» **Task to carry out**:
Write out each of the following entries verbatim, keeping every line and character unchanged.

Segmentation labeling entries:

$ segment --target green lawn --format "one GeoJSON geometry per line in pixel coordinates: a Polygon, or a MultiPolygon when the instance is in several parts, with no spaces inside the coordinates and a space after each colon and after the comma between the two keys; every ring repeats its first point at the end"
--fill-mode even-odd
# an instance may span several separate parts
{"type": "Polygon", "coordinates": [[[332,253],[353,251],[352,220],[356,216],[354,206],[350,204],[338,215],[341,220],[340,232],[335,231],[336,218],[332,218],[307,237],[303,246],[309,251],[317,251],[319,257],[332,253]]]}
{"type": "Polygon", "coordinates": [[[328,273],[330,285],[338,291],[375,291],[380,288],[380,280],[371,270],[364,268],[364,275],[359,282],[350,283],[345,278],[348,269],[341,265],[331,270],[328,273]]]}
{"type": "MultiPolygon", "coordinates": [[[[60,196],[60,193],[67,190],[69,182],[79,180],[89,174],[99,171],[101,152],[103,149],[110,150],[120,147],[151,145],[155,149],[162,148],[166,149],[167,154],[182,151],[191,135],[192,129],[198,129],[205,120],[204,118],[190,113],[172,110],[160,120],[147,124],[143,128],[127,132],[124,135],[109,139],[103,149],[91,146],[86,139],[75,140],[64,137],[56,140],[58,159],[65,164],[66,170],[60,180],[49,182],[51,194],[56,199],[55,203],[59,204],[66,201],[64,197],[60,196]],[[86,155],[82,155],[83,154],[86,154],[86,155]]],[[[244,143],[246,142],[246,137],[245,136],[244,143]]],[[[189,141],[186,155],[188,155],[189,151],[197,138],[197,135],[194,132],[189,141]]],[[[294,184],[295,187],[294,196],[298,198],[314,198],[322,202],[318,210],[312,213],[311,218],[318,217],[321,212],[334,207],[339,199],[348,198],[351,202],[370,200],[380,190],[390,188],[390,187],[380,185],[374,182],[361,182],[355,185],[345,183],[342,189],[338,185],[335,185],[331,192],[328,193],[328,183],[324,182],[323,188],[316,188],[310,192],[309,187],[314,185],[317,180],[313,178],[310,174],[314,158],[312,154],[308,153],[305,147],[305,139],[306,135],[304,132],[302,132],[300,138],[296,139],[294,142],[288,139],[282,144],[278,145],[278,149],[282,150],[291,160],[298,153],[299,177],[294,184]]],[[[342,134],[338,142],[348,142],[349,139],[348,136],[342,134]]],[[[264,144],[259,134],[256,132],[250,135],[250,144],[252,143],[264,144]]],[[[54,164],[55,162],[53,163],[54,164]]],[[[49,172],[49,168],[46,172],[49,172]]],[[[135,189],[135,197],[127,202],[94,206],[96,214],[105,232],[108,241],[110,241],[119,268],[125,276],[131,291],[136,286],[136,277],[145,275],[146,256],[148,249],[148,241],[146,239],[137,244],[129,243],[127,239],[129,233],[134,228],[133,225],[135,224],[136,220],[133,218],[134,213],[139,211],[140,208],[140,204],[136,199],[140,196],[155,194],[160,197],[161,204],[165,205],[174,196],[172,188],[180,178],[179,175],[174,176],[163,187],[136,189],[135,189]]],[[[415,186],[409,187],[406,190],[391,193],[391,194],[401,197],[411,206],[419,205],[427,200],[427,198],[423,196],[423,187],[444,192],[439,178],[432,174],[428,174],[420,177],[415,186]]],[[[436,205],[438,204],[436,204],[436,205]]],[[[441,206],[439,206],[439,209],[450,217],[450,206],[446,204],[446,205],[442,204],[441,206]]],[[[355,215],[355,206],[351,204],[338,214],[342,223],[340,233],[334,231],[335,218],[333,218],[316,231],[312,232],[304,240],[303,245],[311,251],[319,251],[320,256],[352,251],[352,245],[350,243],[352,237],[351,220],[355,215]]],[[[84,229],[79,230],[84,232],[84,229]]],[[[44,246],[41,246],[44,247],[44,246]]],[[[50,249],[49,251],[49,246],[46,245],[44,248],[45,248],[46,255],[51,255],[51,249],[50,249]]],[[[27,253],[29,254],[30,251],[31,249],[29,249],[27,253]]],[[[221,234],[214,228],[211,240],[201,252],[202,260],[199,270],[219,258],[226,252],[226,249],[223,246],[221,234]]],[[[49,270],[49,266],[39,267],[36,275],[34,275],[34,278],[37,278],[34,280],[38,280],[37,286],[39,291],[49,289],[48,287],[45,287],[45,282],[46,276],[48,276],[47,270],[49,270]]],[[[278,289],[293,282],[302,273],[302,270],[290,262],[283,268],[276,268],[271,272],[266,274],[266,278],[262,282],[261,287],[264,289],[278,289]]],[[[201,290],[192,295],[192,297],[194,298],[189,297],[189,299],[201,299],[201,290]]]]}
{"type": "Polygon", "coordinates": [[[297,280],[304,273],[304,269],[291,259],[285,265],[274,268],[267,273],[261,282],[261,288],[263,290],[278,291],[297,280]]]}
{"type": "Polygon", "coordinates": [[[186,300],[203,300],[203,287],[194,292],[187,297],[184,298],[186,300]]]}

» **Response below**:
$ segment --target green lawn --format "one GeoJSON geometry per line in pixel coordinates: a Polygon, or a MultiPolygon when the instance is in several parts, with no spaces inside the coordinates and a space after each colon and after the comma between the two keys; every ring repeats its first point at the end"
--fill-mode even-odd
# an instance may span several separate parts
{"type": "Polygon", "coordinates": [[[332,253],[353,251],[352,220],[356,216],[354,206],[350,204],[338,215],[341,220],[340,232],[335,231],[336,218],[332,218],[307,237],[303,246],[309,251],[317,251],[319,257],[332,253]]]}
{"type": "Polygon", "coordinates": [[[328,273],[330,285],[338,291],[375,291],[380,288],[380,280],[371,270],[364,268],[364,275],[359,282],[350,283],[345,278],[348,269],[341,265],[331,270],[328,273]]]}
{"type": "MultiPolygon", "coordinates": [[[[60,196],[60,193],[67,190],[69,182],[79,180],[89,174],[99,171],[101,152],[103,149],[110,150],[120,147],[151,145],[155,149],[162,148],[166,149],[167,154],[182,151],[191,135],[192,129],[198,129],[205,120],[204,118],[190,113],[172,110],[160,120],[147,124],[143,128],[127,132],[124,135],[109,139],[103,149],[91,146],[86,139],[75,140],[64,137],[56,140],[58,159],[65,164],[66,170],[60,180],[49,182],[51,194],[56,199],[55,203],[59,204],[66,201],[64,197],[60,196]],[[86,155],[82,155],[83,154],[86,154],[86,155]]],[[[244,143],[246,142],[246,137],[245,136],[244,143]]],[[[189,141],[186,155],[188,155],[189,151],[197,138],[197,135],[194,132],[189,141]]],[[[294,184],[295,187],[294,196],[298,198],[314,198],[322,202],[318,210],[312,213],[311,218],[318,217],[321,212],[334,207],[339,199],[348,198],[351,202],[370,200],[380,190],[390,188],[390,187],[380,185],[374,182],[361,182],[355,185],[345,183],[342,189],[338,185],[335,185],[331,192],[328,193],[328,183],[324,182],[323,188],[316,188],[310,192],[309,187],[314,185],[317,180],[313,178],[310,174],[314,158],[312,154],[308,153],[305,147],[305,139],[306,135],[304,132],[302,132],[300,138],[296,139],[294,142],[288,139],[282,144],[278,145],[278,149],[282,150],[291,160],[298,153],[299,177],[294,184]]],[[[342,134],[338,142],[348,142],[349,139],[348,136],[342,134]]],[[[264,144],[259,134],[256,132],[250,135],[250,144],[252,143],[264,144]]],[[[54,164],[55,162],[53,163],[54,164]]],[[[49,172],[49,168],[46,172],[49,172]]],[[[135,189],[135,197],[127,202],[94,206],[96,214],[105,232],[108,241],[110,241],[119,268],[125,276],[131,291],[136,286],[136,277],[145,275],[146,256],[148,249],[148,241],[146,239],[137,244],[129,243],[127,239],[129,233],[134,228],[133,225],[135,224],[136,220],[133,218],[134,213],[139,211],[140,208],[140,204],[136,199],[140,196],[155,194],[160,197],[161,204],[165,205],[174,196],[172,188],[180,178],[179,175],[174,176],[163,187],[136,189],[135,189]]],[[[415,186],[409,187],[406,190],[391,193],[391,194],[401,197],[411,206],[419,205],[427,200],[427,198],[423,196],[423,187],[444,192],[439,178],[432,174],[428,174],[420,177],[415,186]]],[[[436,205],[438,204],[436,204],[436,205]]],[[[441,206],[439,206],[439,209],[450,217],[450,206],[446,204],[446,205],[442,204],[441,206]]],[[[355,215],[355,206],[351,204],[338,214],[342,223],[340,233],[334,231],[335,218],[333,218],[316,231],[312,232],[304,240],[303,245],[311,251],[319,251],[320,256],[352,251],[352,245],[350,243],[352,237],[351,220],[355,215]]],[[[84,229],[79,230],[84,232],[84,229]]],[[[44,246],[41,246],[44,247],[44,246]]],[[[50,249],[49,251],[49,246],[46,245],[44,248],[45,248],[46,255],[51,255],[51,249],[50,249]]],[[[27,253],[29,254],[30,251],[31,249],[29,249],[27,253]]],[[[221,234],[214,228],[211,240],[201,252],[202,260],[199,270],[219,258],[226,252],[226,249],[223,246],[221,234]]],[[[49,270],[49,266],[39,267],[36,275],[34,275],[34,278],[37,278],[34,280],[38,280],[37,286],[39,291],[49,289],[48,287],[45,287],[45,282],[46,276],[48,276],[47,270],[49,270]]],[[[278,289],[293,282],[302,273],[302,270],[290,262],[283,268],[276,268],[271,272],[266,274],[266,278],[262,282],[261,287],[264,289],[278,289]]],[[[201,290],[192,295],[192,297],[194,298],[189,297],[189,299],[201,299],[201,290]]]]}
{"type": "Polygon", "coordinates": [[[297,280],[304,273],[304,269],[291,259],[285,265],[274,268],[267,273],[261,282],[261,288],[263,290],[278,291],[297,280]]]}
{"type": "Polygon", "coordinates": [[[186,300],[203,300],[203,287],[194,292],[187,297],[184,298],[186,300]]]}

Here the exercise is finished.